» **Information shown**:

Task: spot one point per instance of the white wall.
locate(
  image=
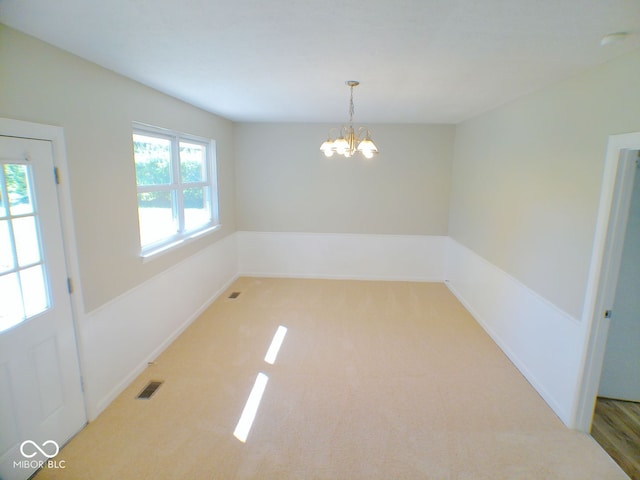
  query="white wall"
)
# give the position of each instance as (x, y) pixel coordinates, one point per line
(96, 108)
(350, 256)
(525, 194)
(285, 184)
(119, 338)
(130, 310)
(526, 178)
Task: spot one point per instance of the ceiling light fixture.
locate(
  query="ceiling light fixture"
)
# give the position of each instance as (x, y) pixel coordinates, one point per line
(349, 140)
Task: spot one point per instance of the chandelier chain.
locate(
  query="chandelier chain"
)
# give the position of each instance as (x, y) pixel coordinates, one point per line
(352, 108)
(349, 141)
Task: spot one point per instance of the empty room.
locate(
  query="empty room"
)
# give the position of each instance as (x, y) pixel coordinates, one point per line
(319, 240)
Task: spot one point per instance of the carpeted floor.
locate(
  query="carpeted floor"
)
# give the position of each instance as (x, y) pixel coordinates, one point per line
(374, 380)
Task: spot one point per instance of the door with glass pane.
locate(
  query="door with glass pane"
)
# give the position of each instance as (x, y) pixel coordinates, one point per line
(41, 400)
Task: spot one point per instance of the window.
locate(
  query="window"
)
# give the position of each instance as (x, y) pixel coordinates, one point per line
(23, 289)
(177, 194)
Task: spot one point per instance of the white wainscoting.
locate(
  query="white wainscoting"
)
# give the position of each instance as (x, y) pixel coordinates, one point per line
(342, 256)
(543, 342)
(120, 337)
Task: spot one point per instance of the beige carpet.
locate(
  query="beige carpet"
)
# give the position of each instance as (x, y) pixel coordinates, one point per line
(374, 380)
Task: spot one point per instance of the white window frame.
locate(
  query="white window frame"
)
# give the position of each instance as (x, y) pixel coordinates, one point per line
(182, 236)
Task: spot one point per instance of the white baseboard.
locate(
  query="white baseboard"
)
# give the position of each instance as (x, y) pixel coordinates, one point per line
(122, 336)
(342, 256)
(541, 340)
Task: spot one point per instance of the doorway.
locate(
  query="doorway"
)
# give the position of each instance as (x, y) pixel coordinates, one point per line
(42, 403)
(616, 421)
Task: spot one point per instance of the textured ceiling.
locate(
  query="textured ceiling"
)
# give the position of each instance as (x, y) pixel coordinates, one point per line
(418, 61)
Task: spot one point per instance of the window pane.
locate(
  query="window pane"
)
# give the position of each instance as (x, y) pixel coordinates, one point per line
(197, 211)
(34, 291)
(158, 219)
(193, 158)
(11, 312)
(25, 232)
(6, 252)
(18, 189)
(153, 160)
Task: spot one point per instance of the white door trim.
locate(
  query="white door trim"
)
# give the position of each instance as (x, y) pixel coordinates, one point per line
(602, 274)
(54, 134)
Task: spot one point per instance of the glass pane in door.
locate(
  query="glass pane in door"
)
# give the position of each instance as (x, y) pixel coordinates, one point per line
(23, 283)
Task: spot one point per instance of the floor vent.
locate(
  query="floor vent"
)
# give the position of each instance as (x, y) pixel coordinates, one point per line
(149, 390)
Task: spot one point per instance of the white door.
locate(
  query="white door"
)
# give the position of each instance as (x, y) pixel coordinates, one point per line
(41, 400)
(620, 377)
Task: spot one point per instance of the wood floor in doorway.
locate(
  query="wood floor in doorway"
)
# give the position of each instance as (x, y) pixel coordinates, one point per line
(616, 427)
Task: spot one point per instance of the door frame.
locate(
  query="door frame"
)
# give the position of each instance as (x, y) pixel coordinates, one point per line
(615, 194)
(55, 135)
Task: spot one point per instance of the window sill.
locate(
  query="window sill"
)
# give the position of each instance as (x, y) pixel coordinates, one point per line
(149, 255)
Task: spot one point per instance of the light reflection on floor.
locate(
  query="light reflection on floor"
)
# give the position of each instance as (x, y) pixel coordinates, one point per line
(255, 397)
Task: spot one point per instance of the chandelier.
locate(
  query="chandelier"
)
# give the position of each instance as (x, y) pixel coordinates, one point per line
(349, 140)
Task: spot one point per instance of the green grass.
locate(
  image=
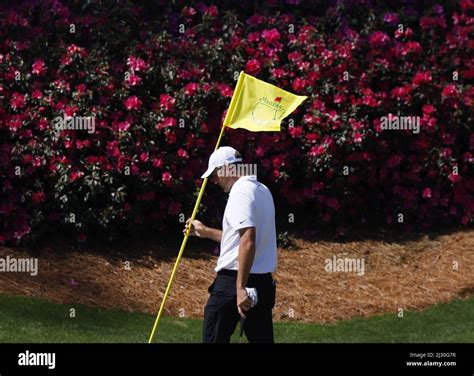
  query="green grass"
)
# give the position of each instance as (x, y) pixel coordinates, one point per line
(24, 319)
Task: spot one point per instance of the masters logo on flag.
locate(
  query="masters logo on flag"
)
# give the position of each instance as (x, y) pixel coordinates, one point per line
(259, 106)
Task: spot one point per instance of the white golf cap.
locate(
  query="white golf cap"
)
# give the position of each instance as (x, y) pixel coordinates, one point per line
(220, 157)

» **About this task**: Filter the listing for the word "chain" and copy every line that holds it.

» **Answer box**:
Task: spot one point per instance of the chandelier chain.
  query="chandelier chain"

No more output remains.